Jean Guillemin, la mémoire d’une banque coopérative
Au moment d’inaugurer le tout nouveau portail d’archives numérisées de la Fondation Maison de Salins, nous avons le plaisir de recevoir un historien dont les travaux comptent pour beaucoup dans la recherche actuelle sur le monde coopératif. Il s’agit de Jean Guillemin, qui vient de publier aux éditions Presses universitaires François Rabelais "Le Crédit agricole en Bourgogne : Une mutuelle paysanne 1896-1975".
Très actif dans la constitution de nouvelles archives orales qui seront la mémoire des générations futures, cet ancien cadre dirigeant du Crédit agricole nous fait entrer dans les coulisses de son travail d’historien. Par l’interview qu’il nous accorde, il partage également sa vision du modèle coopératif en regard de son histoire, de son actualité et des perspectives qu’il offre face aux défis de demain.
Pouvez-vous en quelques mots nous présenter votre parcours professionnel et universitaire ?
Une fois sorti de l’école supérieure de commerce de Dijon et doté d’une licence d’économie, j’entre au Crédit agricole du Loiret en 1971. Là, j’assume successivement des responsabilités dans le secteur du crédit puis en agences. C’est ensuite à Amiens que j’exerce la fonction de secrétaire général de la Fédération des Caisses de Picardie, avant de prendre la direction du réseau des Caisses de la Somme, à la fin des années 1980. Les Vosges m’accueillent finalement comme directeur général adjoint, poste que je conserve jusque dans les années 2000, après la fusion avec la Caisse d’Alsace.
A la retraite depuis une quinzaine d’années, j’ai décidé de consacrer mon temps libre à ma passion pour l’histoire. J’ai donc repris le chemin de l’université ! Aux côtés de jeunes bacheliers, j’ai suivi le cursus Licence, Master, puis Doctorat en Histoire contemporaine à l’université Lyon 2. C’est la réunion des connaissances acquises à l’université et au Crédit agricole qui m’a permis de préparer ma thèse de doctorat portant sur l’histoire du Crédit agricole de la Côte-d’Or de sa création à 1975.

→ TRAVAIL À RÉALISER:
Renommez « portail » en « site » en recopiant tout le passage sur Jean Guillemin, depuis « Jean Guillemin, la » jusqu'à « défis de demain. ». Les lignes n'ont aucun rôle dans ce travail.

→ DONNÉES EXTRAITES:
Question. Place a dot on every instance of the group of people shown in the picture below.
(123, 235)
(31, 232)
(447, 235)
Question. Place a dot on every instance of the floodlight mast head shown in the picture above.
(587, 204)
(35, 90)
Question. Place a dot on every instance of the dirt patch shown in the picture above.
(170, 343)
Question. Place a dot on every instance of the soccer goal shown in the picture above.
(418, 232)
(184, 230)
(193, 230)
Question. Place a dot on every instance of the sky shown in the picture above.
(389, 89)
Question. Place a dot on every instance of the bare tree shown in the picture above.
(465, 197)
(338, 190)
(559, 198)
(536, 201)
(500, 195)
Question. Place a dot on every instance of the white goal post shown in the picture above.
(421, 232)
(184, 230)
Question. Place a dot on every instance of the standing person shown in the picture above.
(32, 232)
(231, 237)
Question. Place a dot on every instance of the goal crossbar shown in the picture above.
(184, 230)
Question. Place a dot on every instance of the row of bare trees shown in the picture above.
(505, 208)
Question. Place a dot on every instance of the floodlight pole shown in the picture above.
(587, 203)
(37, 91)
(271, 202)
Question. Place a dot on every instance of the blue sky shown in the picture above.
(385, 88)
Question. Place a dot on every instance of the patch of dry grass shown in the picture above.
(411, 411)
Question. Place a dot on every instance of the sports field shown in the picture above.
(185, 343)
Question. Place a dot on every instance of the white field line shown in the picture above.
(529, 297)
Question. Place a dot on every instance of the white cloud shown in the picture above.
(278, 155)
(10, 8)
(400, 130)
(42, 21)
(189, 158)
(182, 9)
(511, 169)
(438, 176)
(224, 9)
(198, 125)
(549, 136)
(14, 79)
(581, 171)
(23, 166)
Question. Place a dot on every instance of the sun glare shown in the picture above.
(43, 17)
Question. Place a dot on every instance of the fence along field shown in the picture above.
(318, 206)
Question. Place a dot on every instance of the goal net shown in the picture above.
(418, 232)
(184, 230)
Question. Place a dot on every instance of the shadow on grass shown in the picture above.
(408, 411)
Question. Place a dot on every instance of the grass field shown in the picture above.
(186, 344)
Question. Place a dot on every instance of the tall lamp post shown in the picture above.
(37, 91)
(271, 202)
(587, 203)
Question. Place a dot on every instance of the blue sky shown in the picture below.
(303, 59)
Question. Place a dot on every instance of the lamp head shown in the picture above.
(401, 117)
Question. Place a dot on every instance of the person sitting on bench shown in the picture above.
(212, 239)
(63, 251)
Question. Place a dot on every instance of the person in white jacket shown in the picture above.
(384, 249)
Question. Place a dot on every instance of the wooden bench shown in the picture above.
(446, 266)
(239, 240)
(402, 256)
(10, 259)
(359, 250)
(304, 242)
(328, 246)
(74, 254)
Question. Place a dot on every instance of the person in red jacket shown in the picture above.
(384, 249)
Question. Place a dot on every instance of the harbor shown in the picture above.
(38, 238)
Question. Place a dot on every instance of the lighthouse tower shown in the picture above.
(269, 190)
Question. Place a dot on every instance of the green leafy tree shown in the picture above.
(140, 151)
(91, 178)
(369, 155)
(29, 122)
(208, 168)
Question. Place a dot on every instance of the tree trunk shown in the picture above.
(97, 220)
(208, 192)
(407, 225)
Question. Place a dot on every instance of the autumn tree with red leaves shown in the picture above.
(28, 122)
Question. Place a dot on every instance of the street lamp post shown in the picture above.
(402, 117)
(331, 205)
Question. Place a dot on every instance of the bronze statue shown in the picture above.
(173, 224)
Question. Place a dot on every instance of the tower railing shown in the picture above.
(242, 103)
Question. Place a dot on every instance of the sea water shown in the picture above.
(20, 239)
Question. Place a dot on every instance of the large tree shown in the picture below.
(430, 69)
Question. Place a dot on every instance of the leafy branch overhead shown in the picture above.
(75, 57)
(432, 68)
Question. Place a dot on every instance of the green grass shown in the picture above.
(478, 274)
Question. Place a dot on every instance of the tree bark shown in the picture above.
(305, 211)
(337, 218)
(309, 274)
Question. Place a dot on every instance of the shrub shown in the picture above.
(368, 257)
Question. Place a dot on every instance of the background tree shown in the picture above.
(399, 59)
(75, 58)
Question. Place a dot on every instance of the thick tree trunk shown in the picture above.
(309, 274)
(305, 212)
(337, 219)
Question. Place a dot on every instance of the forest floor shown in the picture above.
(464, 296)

→ CORRIGÉ:
Jean Guillemin, la mémoire d’une banque coopérative
Au moment d’inaugurer le tout nouveau site d’archives numérisées de la Fondation Maison de Salins, nous avons le plaisir de recevoir un historien dont les travaux comptent pour beaucoup dans la recherche actuelle sur le monde coopératif. Il s’agit de Jean Guillemin, qui vient de publier aux éditions Presses universitaires François Rabelais "Le Crédit agricole en Bourgogne : Une mutuelle paysanne 1896-1975".
Très actif dans la constitution de nouvelles archives orales qui seront la mémoire des générations futures, cet ancien cadre dirigeant du Crédit agricole nous fait entrer dans les coulisses de son travail d’historien. Par l’interview qu’il nous accorde, il partage également sa vision du modèle coopératif en regard de son histoire, de son actualité et des perspectives qu’il offre face aux défis de demain.